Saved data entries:
------

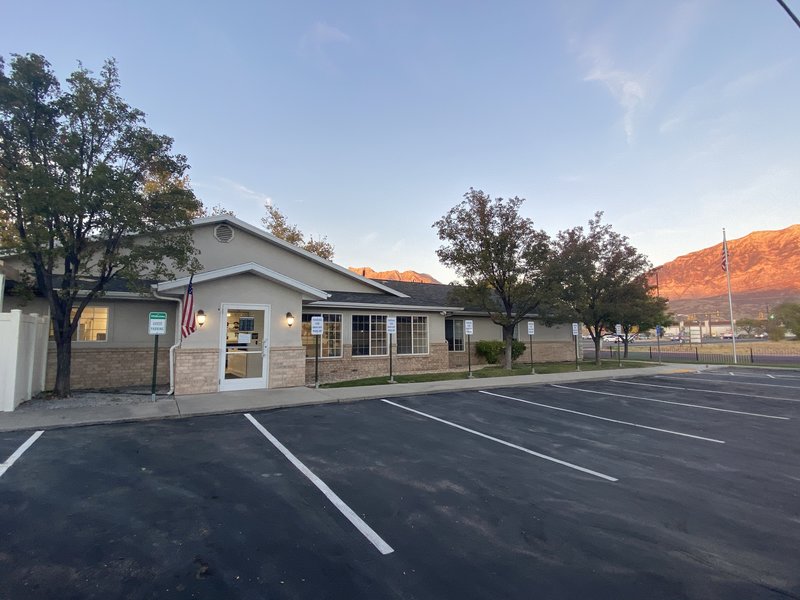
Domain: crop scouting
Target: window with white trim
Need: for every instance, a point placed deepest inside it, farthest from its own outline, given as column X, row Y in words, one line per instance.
column 412, row 335
column 92, row 326
column 454, row 333
column 330, row 342
column 369, row 335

------

◆ **Aim of the exercise**
Restate the records above in full, word for word. Keep pictures out.

◆ **Answer box**
Domain: crop scouting
Target: window with white trim
Need: for every instance, a point placed deepest inside it, farthest from its own outline, given as column X, row Y in words, one line per instance.
column 412, row 335
column 92, row 326
column 454, row 333
column 330, row 342
column 369, row 335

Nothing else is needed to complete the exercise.